EXERCISE AIM
Using the Cairo letter below, explain why the writer and Peggy were able to enter the Amr Ibn el Aas mosque.

GIVEN TEXT
Cairo Letter, Dec. 13, 2011
“…We said our goodbyes at the [AUC] Comm Department, library and elsewhere and off the three of us [me, Peggy, and Peggy’s former housekeeper Zain] went with Sayed [our driver we had hired for the day] to the downtown, past the Citadel, around the North and South cemeteries (where still 250,000 people live among the tombs, scrounging for discarded food scraps and all made more miserable three years ago with the forced removal of Souk Gomaa), through Islamic Cairo and to Coptic Cairo where Peggy hadn’t been. It was the one place in Cairo where I’d been to (many times) and she had not seen. Zein got out when we encountered a 40-minute traffic jam a few blocks from the Coptic area, opting to take a local bus home the few kilometres to Giza City.
“Sayed asked us to stop and visit his mosque, Amr Ibn el Aas, the oldest in Cairo built in the seventh century at Fustat (predecessor village to Cairo), in the neighborhood where he had grown up. Born in 1960, he remembers well the turmoil of 1973, the assassination of Sadat and the wars with Israel. It is not a tourist site and, without his intervention, as non-Muslims, we normally would not have gained entrance. He even let me shoot photos (discreetly), something almost unheard for foreigners to do in functioning mosques in this part of the city.
“As he and I walked around the mosque in our stocking feet, admiring the ancient stone arches, the carved “Allah Akbars” in the columns and the intricate mosaic patterns in the floor designs, he reflected on violence and war. “I spent my life earning enough money to feed and educate my son,” he said. “I am poor and it has been very hard. Everything I had went into him.” His son, an accounting graduate of the University of Cairo, worked for an American bank in the city for two years prior to being laid off in the financial crisis of late 2008. Unemployed ever since, he clearly took an active role at Tahrir.

SOURCE EXCERPT
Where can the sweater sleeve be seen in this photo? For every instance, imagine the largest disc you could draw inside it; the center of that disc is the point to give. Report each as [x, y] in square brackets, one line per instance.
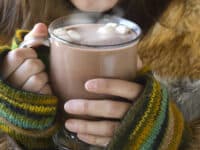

WRITTEN RESPONSE
They got in because their driver, Sayed, intervened. It was his own mosque in the neighborhood where he grew up, and as non-Muslims they would normally not have been admitted, since it is not a tourist site.